### Extract
[Start]

What makes the perfect winter walk? Here are a few suggestions from us…


For me a truly memorable  cold-weather walk is one where you get up onto the tops and feel apart from the world below. A temperature inversion always helps – bursting through the fog to and yourself walking above clouds is an experience that is more than worth the effort of an early start. Aim for the loftier summits, for curvaceous rolling ranges rather than spiky ridges, somewhere you can get high and stay high. Once you’re up on the tops, the sight of all those white hills thickly smothered with fondant feels like an invitation – to stomp ever onwards, to skip and dance and celebrate the fact that you’re party to a secret.  There’s a winter wonderland up here, and you’re one of the lucky ones who know how to find and it.

Emily Rodway, Editor of The Great Outdoors

The mountain that has everything

winter walks
Where: Craig Meagaidh, Central Highlands
Chosen by: Chris Townsend
Creag Meagaidh, that huge, complex mountain in the heart of the Highlands, is at its best in winter conditions. Starting at the Aberarder car park on the A86, my favourite walk takes in the best of the mountain, starting with the path through wonderful regenerating forest in lower Coire Ardair. Above, snow-clad slopes rise to rolling ridges. As the last trees are left behind and the corrie curves to the west you have the first sight of still distant cliffs. These grow in stature as you walk towards them, towering above the dark waters of Lochan a’ Choire.

[End]

### Extracted material
[Start]

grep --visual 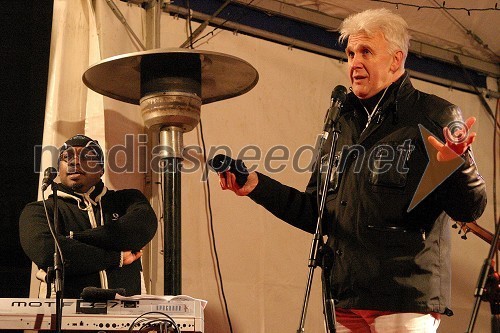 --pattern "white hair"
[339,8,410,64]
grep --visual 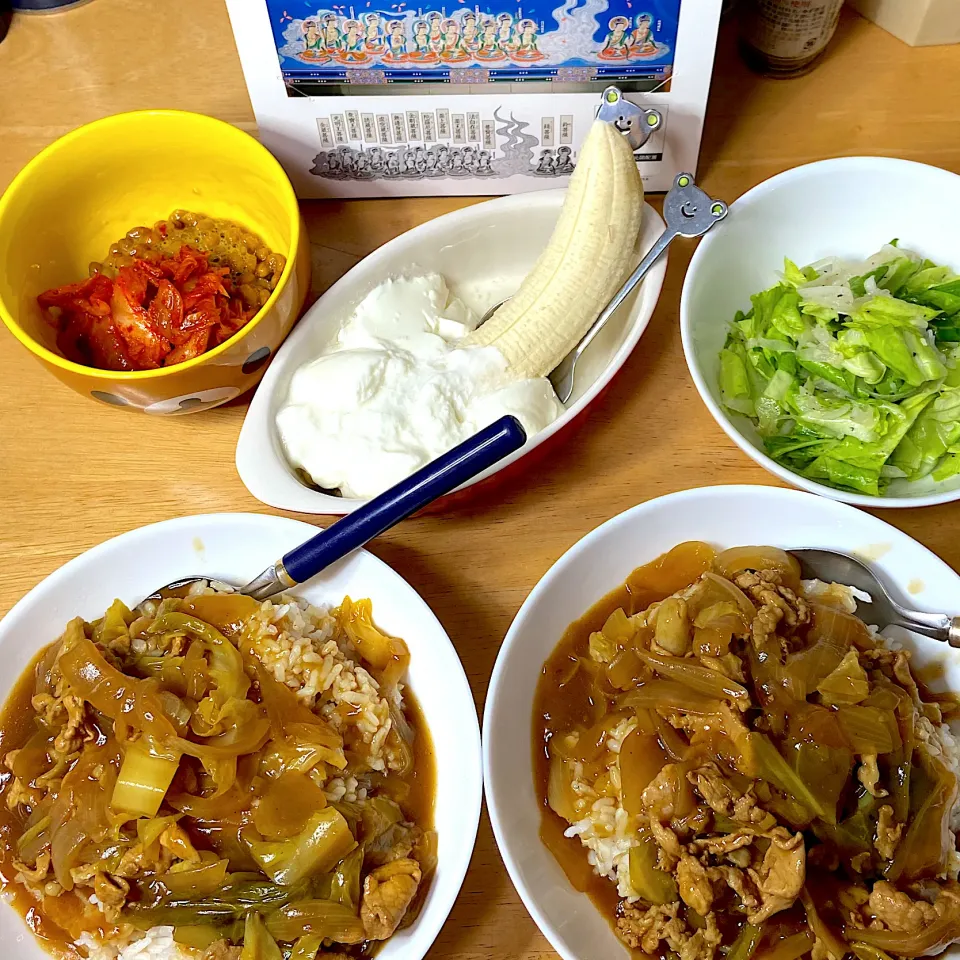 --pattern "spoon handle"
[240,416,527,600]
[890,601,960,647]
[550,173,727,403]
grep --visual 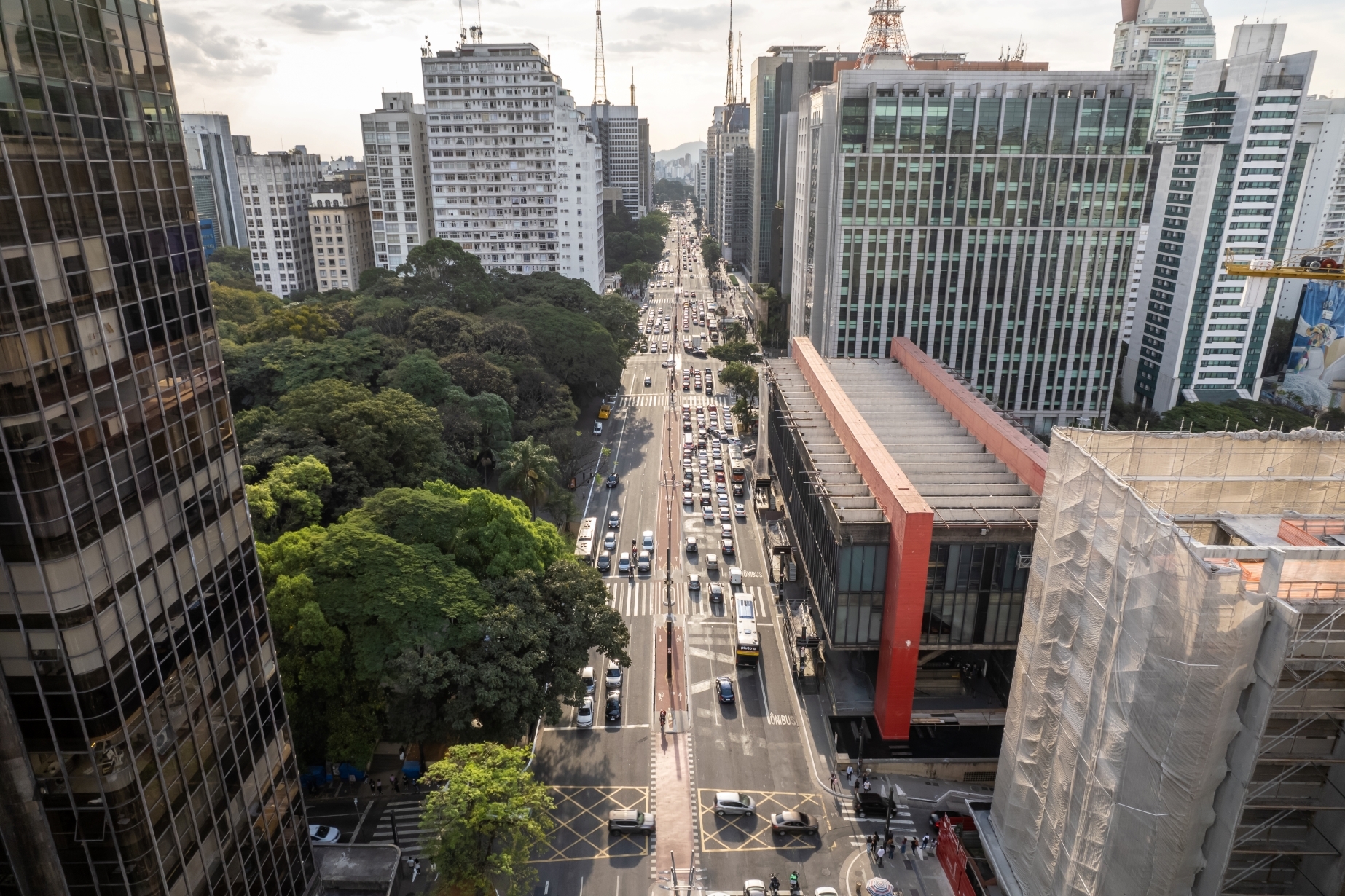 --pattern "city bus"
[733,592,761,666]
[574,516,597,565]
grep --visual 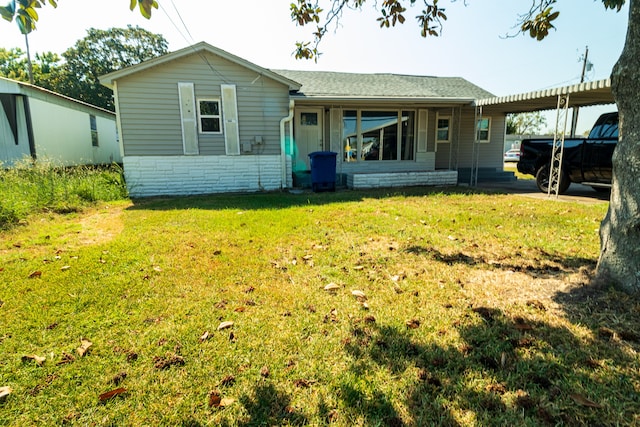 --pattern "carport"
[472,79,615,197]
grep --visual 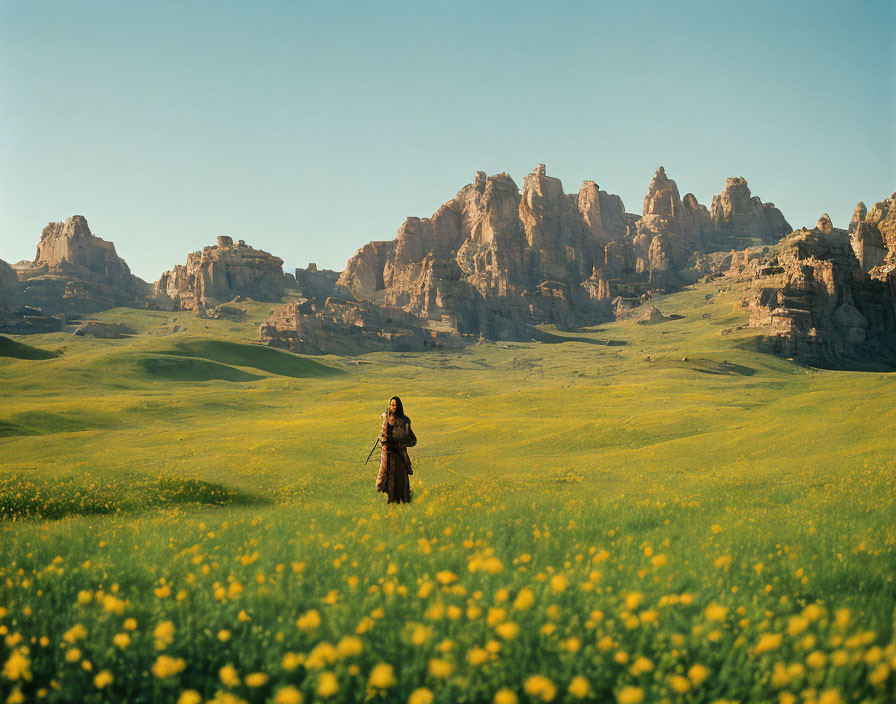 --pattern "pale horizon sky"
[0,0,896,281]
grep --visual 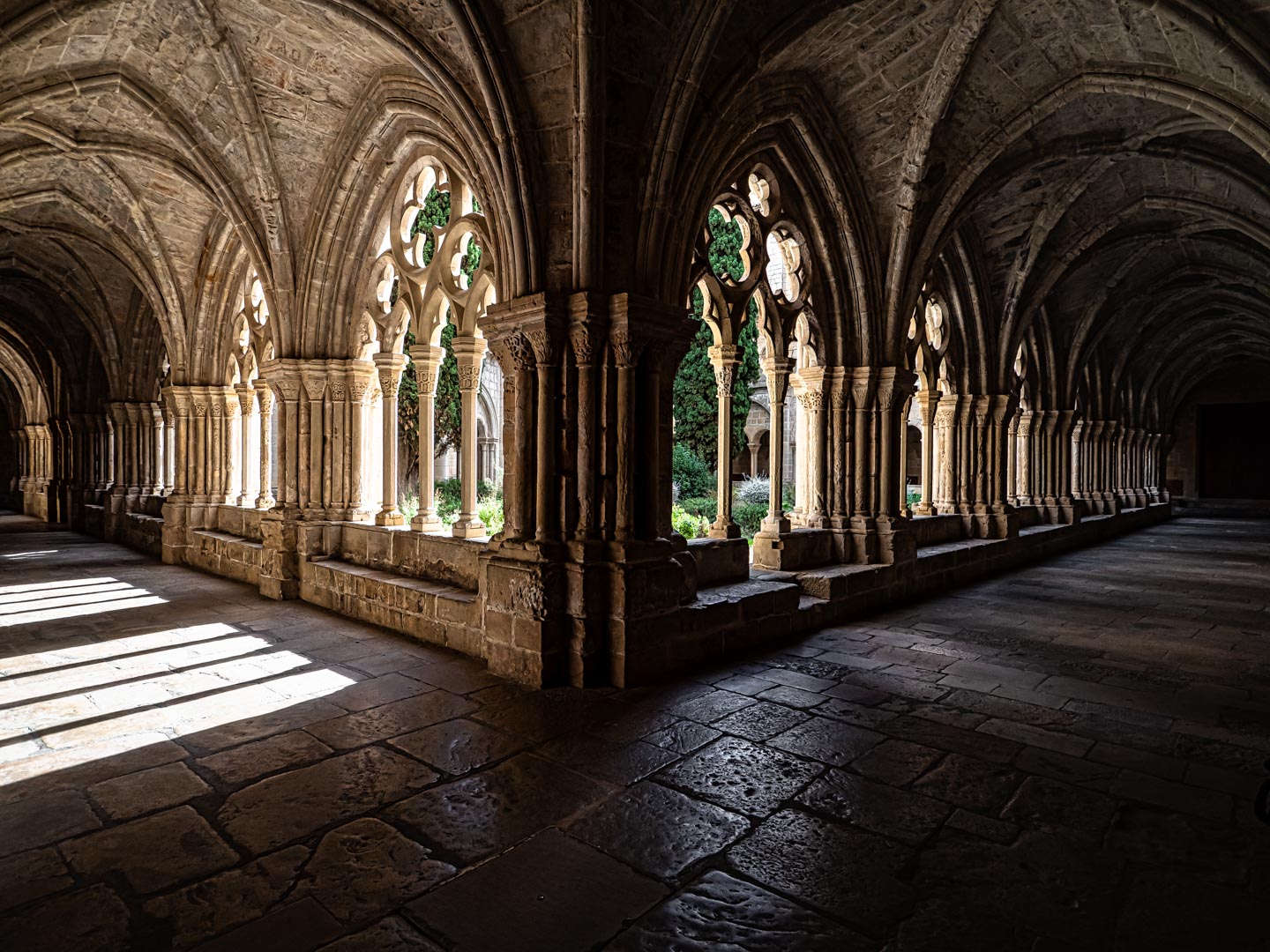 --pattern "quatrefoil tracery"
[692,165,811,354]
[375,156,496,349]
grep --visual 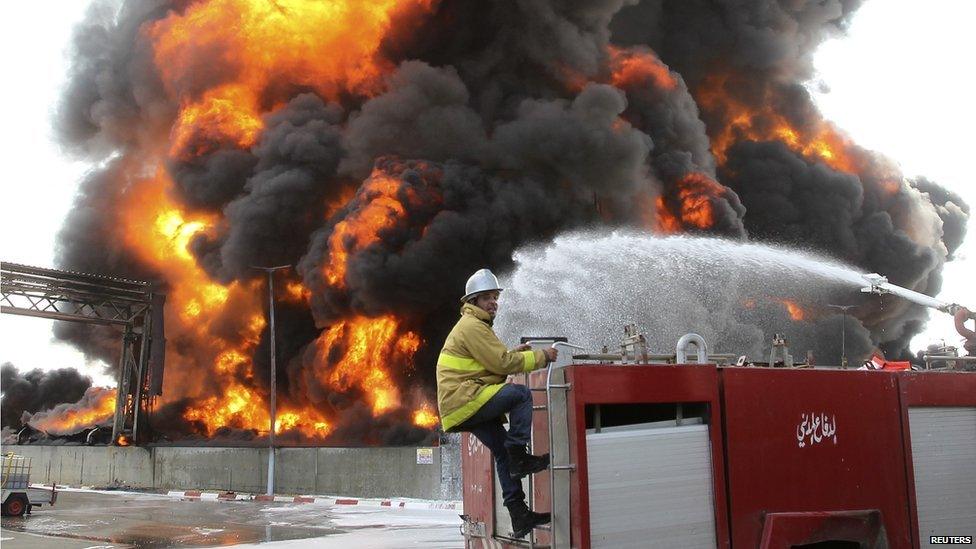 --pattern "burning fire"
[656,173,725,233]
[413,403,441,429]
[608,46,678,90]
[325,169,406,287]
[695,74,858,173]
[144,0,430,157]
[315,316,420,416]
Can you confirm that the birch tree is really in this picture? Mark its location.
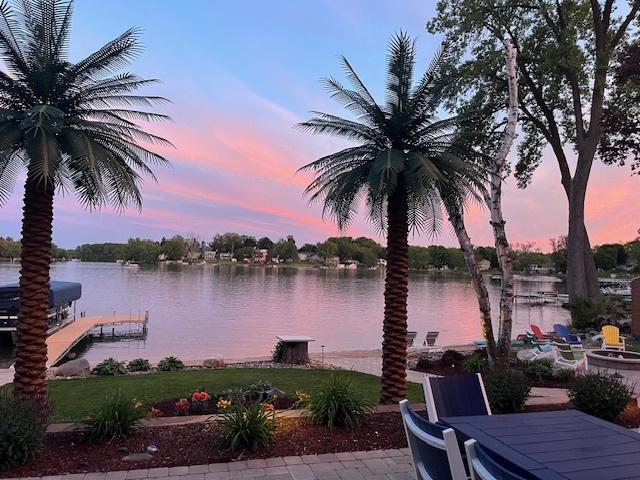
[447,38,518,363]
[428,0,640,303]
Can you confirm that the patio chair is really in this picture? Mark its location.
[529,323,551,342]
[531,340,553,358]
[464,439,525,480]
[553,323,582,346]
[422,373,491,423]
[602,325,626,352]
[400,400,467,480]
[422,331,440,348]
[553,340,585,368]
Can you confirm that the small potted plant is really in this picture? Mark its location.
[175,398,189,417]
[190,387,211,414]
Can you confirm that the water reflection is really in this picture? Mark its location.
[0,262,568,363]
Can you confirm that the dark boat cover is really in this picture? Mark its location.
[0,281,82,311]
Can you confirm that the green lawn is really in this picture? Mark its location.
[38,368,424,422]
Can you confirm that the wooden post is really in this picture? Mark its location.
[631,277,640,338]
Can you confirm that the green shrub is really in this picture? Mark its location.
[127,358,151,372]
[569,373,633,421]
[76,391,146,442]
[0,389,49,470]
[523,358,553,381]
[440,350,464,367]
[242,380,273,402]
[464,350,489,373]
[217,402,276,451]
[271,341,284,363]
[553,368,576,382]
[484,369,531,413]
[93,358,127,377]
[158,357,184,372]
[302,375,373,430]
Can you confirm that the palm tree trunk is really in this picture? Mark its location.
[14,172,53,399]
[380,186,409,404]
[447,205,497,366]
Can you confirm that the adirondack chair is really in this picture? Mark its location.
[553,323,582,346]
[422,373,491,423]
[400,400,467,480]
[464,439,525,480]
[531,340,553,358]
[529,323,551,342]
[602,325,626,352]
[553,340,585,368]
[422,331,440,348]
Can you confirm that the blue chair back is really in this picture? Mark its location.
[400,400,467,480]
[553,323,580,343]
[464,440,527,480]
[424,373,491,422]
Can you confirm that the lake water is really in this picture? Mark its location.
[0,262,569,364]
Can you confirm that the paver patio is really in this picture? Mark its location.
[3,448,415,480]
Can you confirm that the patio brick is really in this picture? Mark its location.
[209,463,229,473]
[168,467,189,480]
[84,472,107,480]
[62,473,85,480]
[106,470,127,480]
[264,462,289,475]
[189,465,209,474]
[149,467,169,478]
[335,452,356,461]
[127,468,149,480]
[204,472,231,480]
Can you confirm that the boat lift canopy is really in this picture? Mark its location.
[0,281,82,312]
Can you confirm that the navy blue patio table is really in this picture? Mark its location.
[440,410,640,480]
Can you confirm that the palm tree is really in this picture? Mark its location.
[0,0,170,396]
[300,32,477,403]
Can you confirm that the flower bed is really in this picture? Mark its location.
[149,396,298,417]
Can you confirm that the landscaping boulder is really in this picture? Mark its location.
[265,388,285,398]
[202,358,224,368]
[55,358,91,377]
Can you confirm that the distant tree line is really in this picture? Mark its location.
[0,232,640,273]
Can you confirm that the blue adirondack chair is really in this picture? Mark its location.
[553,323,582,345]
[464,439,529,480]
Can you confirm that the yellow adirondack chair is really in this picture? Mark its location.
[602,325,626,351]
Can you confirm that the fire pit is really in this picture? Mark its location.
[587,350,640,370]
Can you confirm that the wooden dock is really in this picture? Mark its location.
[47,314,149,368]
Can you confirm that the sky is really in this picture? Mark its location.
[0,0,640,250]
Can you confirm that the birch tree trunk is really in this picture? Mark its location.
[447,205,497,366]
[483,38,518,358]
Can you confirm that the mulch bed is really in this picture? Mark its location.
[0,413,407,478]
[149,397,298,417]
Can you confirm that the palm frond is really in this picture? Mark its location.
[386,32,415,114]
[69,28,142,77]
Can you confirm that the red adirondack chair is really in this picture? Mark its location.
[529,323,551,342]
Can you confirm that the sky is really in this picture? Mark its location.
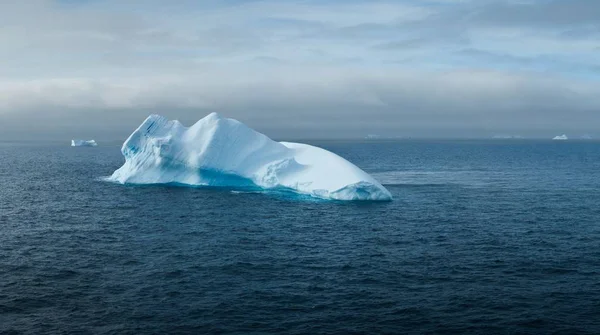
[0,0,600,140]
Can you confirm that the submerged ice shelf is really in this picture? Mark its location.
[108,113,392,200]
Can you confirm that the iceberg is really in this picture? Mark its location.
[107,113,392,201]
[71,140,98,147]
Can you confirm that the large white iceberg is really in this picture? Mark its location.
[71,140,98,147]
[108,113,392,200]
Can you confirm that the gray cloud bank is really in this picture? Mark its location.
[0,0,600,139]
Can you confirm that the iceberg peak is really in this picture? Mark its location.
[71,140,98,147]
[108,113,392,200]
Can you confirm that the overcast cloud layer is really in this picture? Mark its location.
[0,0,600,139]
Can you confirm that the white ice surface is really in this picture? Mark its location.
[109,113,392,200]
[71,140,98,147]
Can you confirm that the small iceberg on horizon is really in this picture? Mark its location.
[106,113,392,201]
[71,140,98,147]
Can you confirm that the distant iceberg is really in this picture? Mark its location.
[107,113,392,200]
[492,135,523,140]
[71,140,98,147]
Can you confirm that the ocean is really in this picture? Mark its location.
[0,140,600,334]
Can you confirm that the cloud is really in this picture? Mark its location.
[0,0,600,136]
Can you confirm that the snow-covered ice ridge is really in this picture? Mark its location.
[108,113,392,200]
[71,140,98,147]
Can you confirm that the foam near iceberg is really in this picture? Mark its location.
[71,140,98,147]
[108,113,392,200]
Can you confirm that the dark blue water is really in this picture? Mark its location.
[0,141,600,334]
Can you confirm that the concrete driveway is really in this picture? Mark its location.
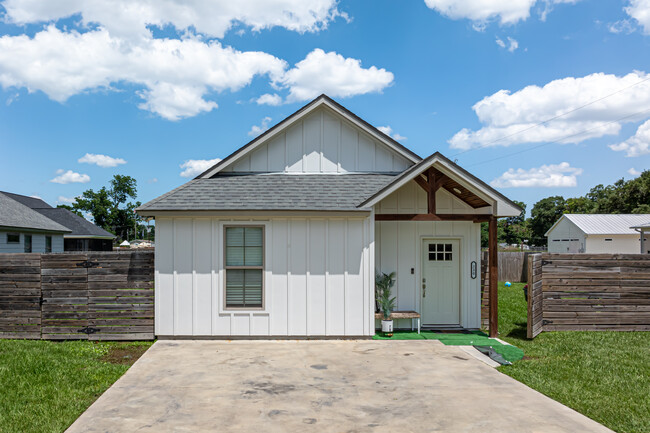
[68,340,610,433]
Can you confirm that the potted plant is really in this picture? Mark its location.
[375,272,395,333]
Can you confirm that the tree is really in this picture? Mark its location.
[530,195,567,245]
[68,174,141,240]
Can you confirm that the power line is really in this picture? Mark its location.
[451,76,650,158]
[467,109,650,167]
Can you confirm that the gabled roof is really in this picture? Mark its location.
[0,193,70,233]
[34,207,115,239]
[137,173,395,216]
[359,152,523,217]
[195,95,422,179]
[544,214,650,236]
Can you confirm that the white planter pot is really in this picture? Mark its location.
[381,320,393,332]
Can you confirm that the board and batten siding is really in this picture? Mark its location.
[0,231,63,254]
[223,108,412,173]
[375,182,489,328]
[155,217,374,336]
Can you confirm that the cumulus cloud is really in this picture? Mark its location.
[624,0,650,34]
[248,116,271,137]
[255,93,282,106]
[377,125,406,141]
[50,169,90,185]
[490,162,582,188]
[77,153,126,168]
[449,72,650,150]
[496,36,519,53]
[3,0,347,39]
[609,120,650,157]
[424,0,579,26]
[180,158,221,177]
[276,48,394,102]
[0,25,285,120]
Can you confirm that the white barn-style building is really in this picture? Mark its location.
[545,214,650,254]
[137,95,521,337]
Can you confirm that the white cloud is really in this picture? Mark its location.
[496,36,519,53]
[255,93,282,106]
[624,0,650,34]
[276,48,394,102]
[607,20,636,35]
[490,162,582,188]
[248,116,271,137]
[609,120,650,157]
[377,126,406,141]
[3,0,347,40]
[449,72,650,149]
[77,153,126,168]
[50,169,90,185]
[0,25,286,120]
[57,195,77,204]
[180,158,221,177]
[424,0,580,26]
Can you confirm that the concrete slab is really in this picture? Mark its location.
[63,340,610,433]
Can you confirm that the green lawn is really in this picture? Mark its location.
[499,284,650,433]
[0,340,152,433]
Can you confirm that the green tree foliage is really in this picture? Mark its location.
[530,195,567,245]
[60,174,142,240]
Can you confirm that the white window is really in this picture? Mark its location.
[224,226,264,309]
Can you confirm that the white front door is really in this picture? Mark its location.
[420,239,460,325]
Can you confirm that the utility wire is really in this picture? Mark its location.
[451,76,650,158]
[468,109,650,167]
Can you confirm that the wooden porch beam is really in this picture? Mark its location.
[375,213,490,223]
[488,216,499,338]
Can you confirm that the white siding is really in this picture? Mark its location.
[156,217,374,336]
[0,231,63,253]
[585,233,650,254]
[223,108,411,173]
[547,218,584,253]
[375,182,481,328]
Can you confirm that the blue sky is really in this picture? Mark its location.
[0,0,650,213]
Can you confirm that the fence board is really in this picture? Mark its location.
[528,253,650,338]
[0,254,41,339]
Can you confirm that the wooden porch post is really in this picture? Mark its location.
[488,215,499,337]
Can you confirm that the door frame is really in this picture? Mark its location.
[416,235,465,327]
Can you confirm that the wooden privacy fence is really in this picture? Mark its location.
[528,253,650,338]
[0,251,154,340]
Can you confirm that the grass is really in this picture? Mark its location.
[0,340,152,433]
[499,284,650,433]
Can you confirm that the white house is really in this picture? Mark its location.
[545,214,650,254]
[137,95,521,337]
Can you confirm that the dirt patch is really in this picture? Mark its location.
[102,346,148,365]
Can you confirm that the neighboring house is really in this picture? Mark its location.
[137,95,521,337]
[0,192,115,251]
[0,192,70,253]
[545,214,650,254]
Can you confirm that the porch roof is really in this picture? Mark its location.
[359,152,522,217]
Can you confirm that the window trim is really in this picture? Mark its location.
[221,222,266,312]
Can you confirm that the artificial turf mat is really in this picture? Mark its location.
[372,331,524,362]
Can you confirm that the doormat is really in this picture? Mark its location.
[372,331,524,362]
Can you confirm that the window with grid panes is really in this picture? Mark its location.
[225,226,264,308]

[End]

### Set tasks
**1)** Change "adirondack chair" to "deck chair" in the listing, from the line with "Can you confirm that the blue adirondack" up to and including the line with "[0,0,600,140]", leaving everything else the same. Return only those lines, without the pictures.
**2)** Continue the winter walks article from its last sentence.
The winter walks article and the listing are unrelated material.

### Expected answers
**1)**
Can you confirm that the blue deck chair is really in this picture? Mark its location.
[553,323,582,345]
[464,439,529,480]
Can you confirm that the yellow deck chair is really in this picture? Mark its location.
[602,325,626,351]
Can you confirm that the fire pit is really in this picture? Mark its location.
[587,350,640,370]
Can you confirm that the wooden dock is really in this picture? Mark its location.
[47,314,149,368]
Can you confirm that the sky is really in this picture? Mark its location.
[0,0,640,250]
Can you confirm that the birch tree trunk is really in this picture? Mark its location.
[447,205,497,366]
[483,38,518,358]
Can you confirm that the mulch bed is really in this picture? Mark its location.
[0,413,407,478]
[149,397,298,417]
Can you confirm that the palm frond is really in this picture? Mark its location.
[386,32,415,114]
[69,28,142,77]
Can you confirm that the red deck chair is really in this picture? Mark its location.
[529,323,551,342]
Can you confirm that the sky is really in this picture? Mark its location.
[0,0,600,140]

**2)**
A major winter climbing venue, they are some of the biggest in Scotland. For walkers the ascent lies up a wide gully that leads to a notch in the mountain called the Window.  The exciting climb to this and then onto the Creag Meagaidh plateau is steep enough to require an ice axe and, if at all icy, crampons. Look back down from near the top of the Window and the lochan is suddenly far below and you realise there’s a long way to slide if you slip. Doing this route in reverse I once turned back here as a member of our party didn’t have crampons and the snow was rock-hard.
Once the terrain eases the world changes. Gone is the closed-in feeling of the corrie. Now the landscape is vast, stretching out to far-off hills.  The summit of Creag Meagaidh is still over a kilometre away across featureless terrain where good navigation skills are required in poor visibility. From the summit, head for the top of the Coire Ardair cliffs and follow their edge – not too close, big cornices form here – round to the minor top of Sron a’ Choire from where a descent can be made down open slopes to a bridge over the Allt Coire Ardair and the start.

An unforgettable outlook

winter walks
Where: Craig Cerrig-gleisiad, Brecon Beacons
Chosen by: Will Renwick
It doesn’t take long for the roaring of the A470 to be left behind and replaced by the noise of the brooks converging after their fall from the great wall of the Brecon Beacons. You would think that man, in want of red sandstone, created the wrapping cliff of Craig Cerrig-gleisiad, but it’s all natural; the mountainside was in fact scooped away by an Ice Age glacier.
It’s north-facing: dark and always cold; cold enough, in fact, to act as the most southerly outpost in the UK for a rare arctic plant, the purple saxifrage – not seen again before the Alps. There’s a similar cliff that can be discovered by following the track that bends around to the west. This is the smaller, narrower Craig Cwm-du. A stream is squeezed between it, one that usually cascades, but on a cold winter day it will likely be paused, the Brecon water thrown into jagged icicles.
On top of Fan Frynych the source of the stream can be found, a collection of forever frozen ponds mirroring the rest of the Brecon Beacons features: maybe in the west the cresting wave of the Black Mountain, or better still the twin peaks of Corn Du and Pen y Fan to the east. Their bright white tops can draw you along this perfect viewing platform towards them, only until the platform runs out at the dizzying edge of Craig Cerrig-gleisiad.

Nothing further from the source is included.